Exercise requirements: For this exercise, repeat exactly the lines below starting at the line holding "Query: dirt track" and ending at the line holding "The service SHOULD place a point on the small", both included, with no extra lines and no pictures.

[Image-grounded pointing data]
↓
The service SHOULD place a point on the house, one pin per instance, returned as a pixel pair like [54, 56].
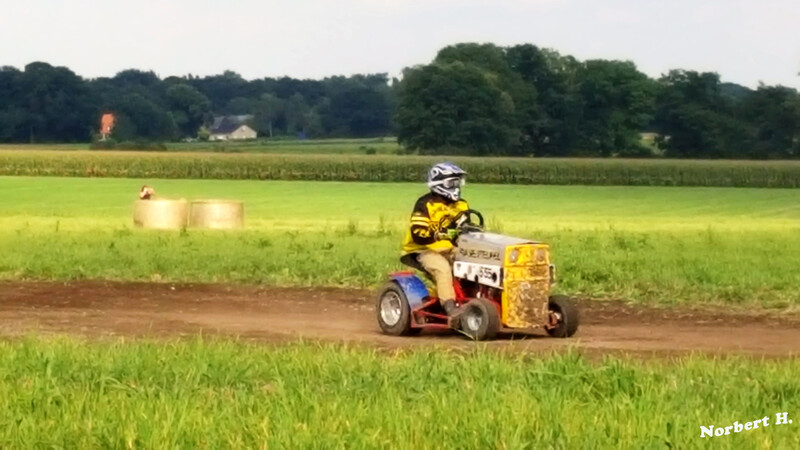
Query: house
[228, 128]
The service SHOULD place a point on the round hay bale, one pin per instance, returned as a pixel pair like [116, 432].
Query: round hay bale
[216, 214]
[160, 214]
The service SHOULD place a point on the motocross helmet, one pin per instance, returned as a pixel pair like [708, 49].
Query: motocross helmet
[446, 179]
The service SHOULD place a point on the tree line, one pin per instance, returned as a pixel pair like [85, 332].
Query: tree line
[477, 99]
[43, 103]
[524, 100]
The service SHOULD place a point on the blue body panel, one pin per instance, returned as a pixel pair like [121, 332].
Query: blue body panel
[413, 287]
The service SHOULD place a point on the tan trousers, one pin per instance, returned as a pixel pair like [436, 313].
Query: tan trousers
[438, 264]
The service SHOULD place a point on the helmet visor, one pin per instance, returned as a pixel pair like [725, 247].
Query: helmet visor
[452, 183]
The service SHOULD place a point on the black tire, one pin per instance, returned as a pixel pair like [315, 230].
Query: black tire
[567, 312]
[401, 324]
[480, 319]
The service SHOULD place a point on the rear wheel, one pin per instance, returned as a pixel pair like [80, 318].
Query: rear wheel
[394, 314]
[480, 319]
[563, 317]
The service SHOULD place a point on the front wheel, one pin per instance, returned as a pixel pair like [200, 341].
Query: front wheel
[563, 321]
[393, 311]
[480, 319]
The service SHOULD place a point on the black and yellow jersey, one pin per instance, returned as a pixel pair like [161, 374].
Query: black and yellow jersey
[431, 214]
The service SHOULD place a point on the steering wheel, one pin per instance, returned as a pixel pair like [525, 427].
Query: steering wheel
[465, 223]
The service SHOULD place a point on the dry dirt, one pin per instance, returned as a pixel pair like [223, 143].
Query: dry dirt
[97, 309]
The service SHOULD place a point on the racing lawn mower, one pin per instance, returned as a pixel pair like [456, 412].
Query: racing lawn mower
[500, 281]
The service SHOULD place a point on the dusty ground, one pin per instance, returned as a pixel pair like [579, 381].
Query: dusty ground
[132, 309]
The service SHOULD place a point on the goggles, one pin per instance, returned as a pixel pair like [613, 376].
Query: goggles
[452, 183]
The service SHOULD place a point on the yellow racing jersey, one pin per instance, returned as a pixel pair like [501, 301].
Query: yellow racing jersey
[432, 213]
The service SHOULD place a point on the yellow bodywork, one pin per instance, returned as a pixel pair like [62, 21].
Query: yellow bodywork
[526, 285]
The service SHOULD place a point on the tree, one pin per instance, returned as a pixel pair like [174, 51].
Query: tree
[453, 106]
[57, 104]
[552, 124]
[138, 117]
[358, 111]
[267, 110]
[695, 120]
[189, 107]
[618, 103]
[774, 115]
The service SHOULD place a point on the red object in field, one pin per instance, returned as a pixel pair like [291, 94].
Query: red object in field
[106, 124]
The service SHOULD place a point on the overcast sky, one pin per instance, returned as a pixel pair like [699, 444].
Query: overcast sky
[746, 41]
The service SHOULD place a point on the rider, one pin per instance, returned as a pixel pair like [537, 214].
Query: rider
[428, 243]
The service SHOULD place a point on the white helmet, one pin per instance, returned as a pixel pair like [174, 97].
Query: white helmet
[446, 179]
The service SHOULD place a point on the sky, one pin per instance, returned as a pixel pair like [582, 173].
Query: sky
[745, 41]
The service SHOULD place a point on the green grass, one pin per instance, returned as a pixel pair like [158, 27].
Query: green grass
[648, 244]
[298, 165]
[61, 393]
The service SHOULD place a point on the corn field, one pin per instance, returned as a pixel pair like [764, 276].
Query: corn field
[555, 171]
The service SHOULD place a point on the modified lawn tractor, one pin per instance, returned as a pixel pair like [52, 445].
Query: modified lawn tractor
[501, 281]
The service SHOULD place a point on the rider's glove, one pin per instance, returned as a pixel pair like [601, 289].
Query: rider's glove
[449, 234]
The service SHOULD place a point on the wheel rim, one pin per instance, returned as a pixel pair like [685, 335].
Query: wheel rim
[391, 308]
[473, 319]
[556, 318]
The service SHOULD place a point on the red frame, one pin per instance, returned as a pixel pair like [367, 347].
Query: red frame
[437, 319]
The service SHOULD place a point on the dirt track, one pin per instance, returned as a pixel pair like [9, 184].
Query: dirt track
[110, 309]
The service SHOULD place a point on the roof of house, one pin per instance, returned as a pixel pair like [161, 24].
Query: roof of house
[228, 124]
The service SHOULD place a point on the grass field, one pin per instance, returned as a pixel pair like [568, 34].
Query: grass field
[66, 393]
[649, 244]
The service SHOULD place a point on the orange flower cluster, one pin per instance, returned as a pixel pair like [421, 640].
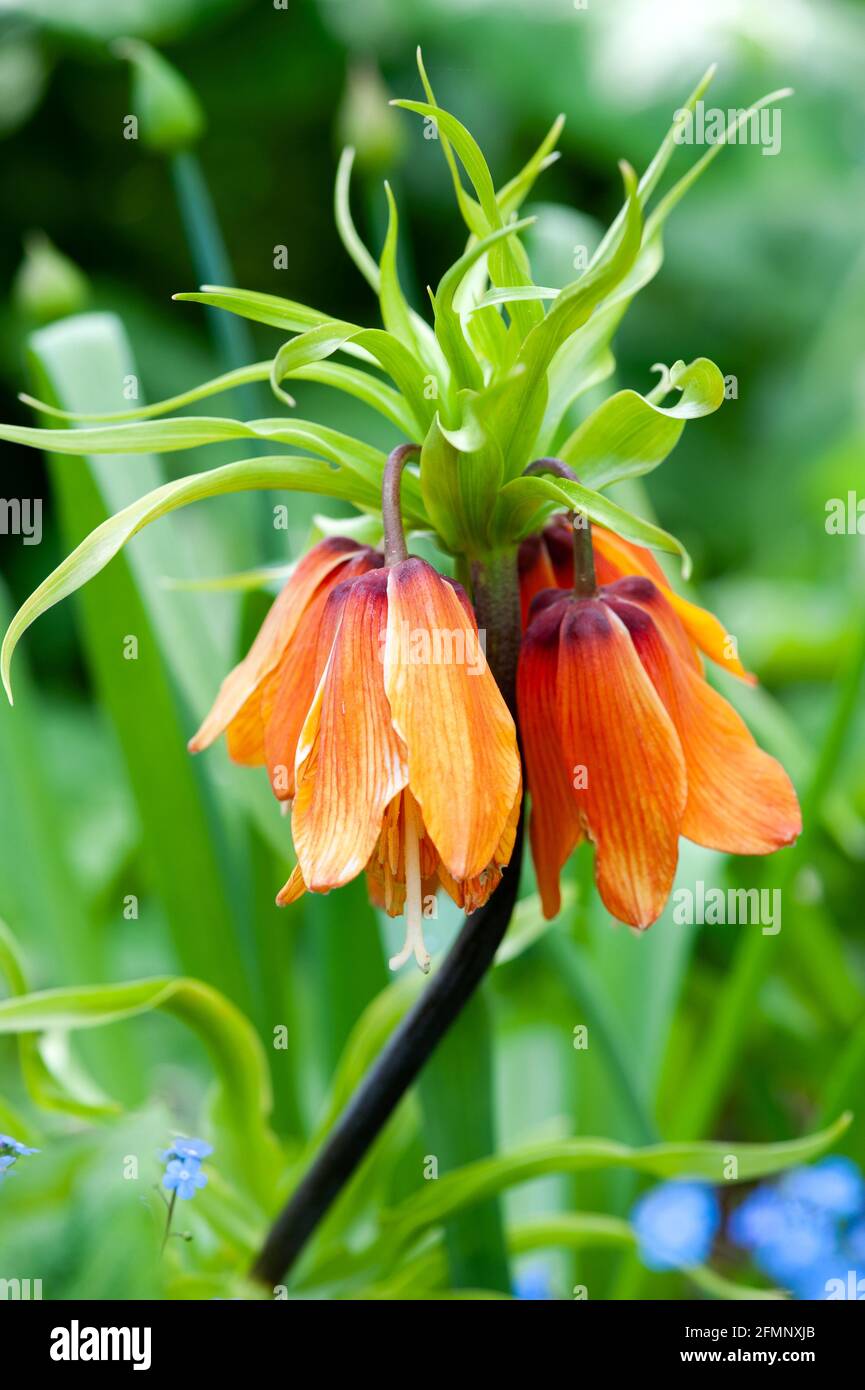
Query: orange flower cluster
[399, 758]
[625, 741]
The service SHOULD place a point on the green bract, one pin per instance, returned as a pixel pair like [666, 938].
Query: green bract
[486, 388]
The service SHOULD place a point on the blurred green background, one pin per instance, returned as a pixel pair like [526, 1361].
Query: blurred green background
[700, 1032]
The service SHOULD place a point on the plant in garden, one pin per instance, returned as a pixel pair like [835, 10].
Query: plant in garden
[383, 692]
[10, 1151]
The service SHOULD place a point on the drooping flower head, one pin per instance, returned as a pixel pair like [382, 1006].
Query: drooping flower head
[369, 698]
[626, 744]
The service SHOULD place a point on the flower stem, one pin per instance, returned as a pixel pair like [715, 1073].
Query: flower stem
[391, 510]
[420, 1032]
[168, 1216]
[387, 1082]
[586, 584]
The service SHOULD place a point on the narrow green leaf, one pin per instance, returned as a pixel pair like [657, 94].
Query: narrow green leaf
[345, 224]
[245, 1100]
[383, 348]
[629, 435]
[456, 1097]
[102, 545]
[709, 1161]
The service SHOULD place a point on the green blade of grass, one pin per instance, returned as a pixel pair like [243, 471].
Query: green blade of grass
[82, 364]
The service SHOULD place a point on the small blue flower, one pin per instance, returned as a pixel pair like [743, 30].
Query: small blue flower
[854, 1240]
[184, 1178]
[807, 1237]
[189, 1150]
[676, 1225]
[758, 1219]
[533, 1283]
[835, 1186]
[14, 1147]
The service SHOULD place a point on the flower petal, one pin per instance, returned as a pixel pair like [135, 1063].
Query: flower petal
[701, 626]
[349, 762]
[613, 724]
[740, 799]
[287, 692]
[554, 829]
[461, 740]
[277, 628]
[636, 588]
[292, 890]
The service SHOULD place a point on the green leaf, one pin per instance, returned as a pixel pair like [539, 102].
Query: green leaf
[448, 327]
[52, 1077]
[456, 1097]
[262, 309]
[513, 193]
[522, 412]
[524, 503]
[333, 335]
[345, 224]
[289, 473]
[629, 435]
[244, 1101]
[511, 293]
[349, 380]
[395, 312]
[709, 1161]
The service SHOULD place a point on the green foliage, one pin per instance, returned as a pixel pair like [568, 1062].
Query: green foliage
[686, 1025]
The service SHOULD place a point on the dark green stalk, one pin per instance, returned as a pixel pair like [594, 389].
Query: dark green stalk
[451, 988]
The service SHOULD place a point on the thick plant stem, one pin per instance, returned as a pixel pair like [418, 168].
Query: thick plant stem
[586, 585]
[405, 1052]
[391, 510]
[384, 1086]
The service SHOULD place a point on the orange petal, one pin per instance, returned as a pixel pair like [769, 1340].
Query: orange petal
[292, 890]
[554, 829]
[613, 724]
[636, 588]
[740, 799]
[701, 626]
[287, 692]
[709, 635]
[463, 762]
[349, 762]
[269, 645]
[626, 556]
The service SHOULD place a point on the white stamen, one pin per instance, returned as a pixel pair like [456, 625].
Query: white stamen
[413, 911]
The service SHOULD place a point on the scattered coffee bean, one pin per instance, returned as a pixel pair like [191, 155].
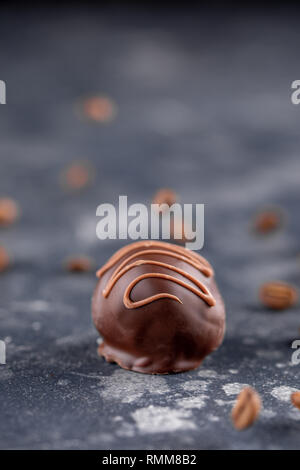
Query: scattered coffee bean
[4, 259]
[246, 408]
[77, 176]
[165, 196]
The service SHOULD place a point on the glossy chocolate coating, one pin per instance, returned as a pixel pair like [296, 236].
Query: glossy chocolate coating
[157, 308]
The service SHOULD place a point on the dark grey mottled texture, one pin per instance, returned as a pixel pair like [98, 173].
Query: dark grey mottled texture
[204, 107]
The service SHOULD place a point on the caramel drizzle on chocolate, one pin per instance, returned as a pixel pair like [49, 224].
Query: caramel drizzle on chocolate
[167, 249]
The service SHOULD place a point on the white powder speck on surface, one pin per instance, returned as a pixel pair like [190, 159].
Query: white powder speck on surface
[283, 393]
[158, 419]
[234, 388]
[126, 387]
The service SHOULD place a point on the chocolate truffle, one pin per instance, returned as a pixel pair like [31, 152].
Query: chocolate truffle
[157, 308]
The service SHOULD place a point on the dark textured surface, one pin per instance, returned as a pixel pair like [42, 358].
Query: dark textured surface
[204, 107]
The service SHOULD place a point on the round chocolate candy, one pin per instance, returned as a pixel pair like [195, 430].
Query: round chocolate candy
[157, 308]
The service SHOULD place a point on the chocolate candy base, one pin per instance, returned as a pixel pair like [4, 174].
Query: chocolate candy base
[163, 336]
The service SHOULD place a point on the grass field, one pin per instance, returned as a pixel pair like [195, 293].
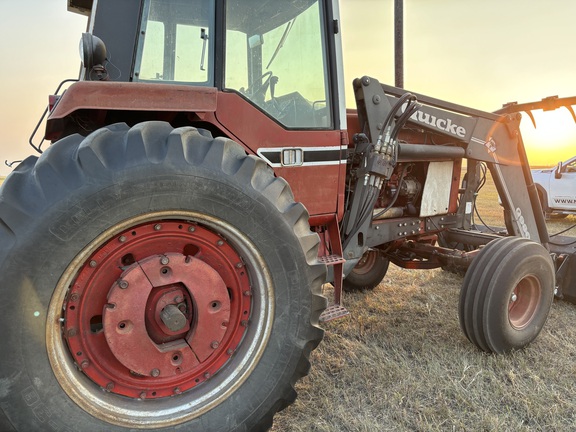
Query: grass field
↑
Task output:
Query: dirt track
[110, 309]
The service SHOULD place a point on the roof of house, one pin per instance, returned as a pixel pair like [161, 24].
Query: roof of house
[228, 124]
The service SHOULD place a point on the grass field, one pin per instance, returned as a pixel pair like [568, 34].
Query: grass field
[66, 393]
[649, 244]
The service SHOULD place a point on the orange flower cluster, one pin per instance, returned as a pixel pair like [421, 640].
Query: orange flower cluster
[399, 758]
[625, 741]
The service SHOULD place a point on the green bract, one pin per instance, returned as a pixel pair like [666, 938].
Query: green bract
[486, 388]
The service SHOULD place a point on the blurred green background, one pin per instance, returned as a pixel pair like [526, 1361].
Query: blurred green background
[700, 1032]
The service SHOULD place a point on the plant in garden, one pin per instance, returned as a pixel pair like [835, 10].
Query: plant in garden
[383, 692]
[10, 1151]
The service SHOULD place a point on the drooping flower head, one pin per instance, returned as a pixel pair like [382, 1006].
Query: drooping flower head
[369, 698]
[626, 744]
The service SHOULD place a point on the flower stem, one pin per instance, returned as a pixel pair like [715, 1073].
Query: flower stem
[391, 510]
[420, 1032]
[168, 1216]
[387, 1082]
[586, 584]
The service SHOULD place a point on the narrow green leaf, one pin per instance, returned as a pixel pair like [657, 94].
Query: narrow green leaf
[345, 224]
[245, 1100]
[383, 348]
[629, 435]
[456, 1097]
[102, 545]
[709, 1161]
The service SHOULD place a point on the green blade of grass, one pin per instance, returned as a pixel pair like [243, 471].
Query: green blade of grass
[82, 364]
The service SHOULD place a point on the small blue flower, one pin per instance, returned as a pixel pair like [743, 30].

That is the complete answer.